# THE EXERCISE
Name every setting in config.py that the HOISDF page says to set to point to a folder.

# EXCERPT PROVIDED
## start
Awesome

HOISDF: Constraining 3D Hand-Object Pose Estimation with Global Signed Distance Fields

by Haozhe Qi, Chen Zhao, Mathieu Salzmann, Alexander Mathis, EPFL (Switzerland).

Overview

We show that HOISDF achieves state-of-the-art results on hand-object pose estimation benchmarks (DexYCB and HO3Dv2).
We introduce a hand-object pose estimation network that uses signed distance fields (HOISDF) to introduce implicit 3D shape information.
This repo contains the official Pytorch implementation of HOISDF: Constraining 3D Hand-Object Pose Estimation with Global Signed Distance Fields published at CVPR'24.

News:

August 2024: We also shared additional data: rendered images and the segmentation masks that we use to train our model on HO3Dv2 and preprocessed SDF samples and rendered data for HO3Dv2.
July 2024: We shared preprocessed data of the interacting objects, SDF samples, & trained model weights on Zenodo!
June 2024: We presented the poster at CVPR in Seattle
June 2024: We presented the poster at FENS in Vienna

Environment Installation

Clone the Current Repo

git clone git@github.com:amathislab/HOISDF.git

Setup the conda environment

conda create --name hoisdf python=3.9
conda activate hoisdf
# install the pytorch version compatible with the your cuda version
pip install torch==1.12.1+cu116 torchvision==0.13.1+cu116 torchaudio==0.12.1 --extra-index-url https://download.pytorch.org/whl/cu116
pip install -r requirements.txt

Download MANO model files (MANO_LEFT.pkl and MANO_RIGHT.pkl) from the website and place them in the tool/mano_models folder.
Download the YCB models from here and set object_models_dir in config.py to point to the dataset folder. The original mesh models are large and have different vertices for different objects. To enable batched inference, we additionally use simplified object models with 1000 vertices. Download the simplified models from here and set simple_object_models_dir in config.py to point to the dataset folder
Download the processed annotation files for both datasets from here and set annotation_dir in config.py to point to the processed data folder.

Dataset Setup

Depending on the dataset you intend to train/evaluate follow the instructions below for the setup.

HO3Dv2 Setup

Download the dataset from the website and set ho3d_data_dir in config.py to point to the dataset folder.
Obtain Signed-Distance-Field (SDF) files for every sample. This is only needed for the training set. You can obtain them in either of the following ways. Set fast_data_dir in config.py to point to the processed SDF folder.
## end
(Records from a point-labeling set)
## start
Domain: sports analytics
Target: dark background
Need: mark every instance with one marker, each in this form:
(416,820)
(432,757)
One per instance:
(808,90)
## end
## start
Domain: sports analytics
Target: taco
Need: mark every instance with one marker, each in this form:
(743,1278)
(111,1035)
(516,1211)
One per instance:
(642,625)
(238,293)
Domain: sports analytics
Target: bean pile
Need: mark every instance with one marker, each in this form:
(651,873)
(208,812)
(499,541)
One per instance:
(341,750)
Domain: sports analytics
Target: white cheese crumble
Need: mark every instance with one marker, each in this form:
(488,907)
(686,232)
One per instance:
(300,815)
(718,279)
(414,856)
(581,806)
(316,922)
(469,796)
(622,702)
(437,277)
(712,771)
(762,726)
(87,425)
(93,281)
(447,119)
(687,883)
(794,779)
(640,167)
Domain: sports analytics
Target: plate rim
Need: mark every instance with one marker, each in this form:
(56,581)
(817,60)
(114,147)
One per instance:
## end
## start
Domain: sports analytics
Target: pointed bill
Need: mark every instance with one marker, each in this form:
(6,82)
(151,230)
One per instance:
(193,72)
## end
# RESPONSE TO THIS EXERCISE
- object_models_dir
- simple_object_models_dir
- annotation_dir
- ho3d_data_dir
- fast_data_dir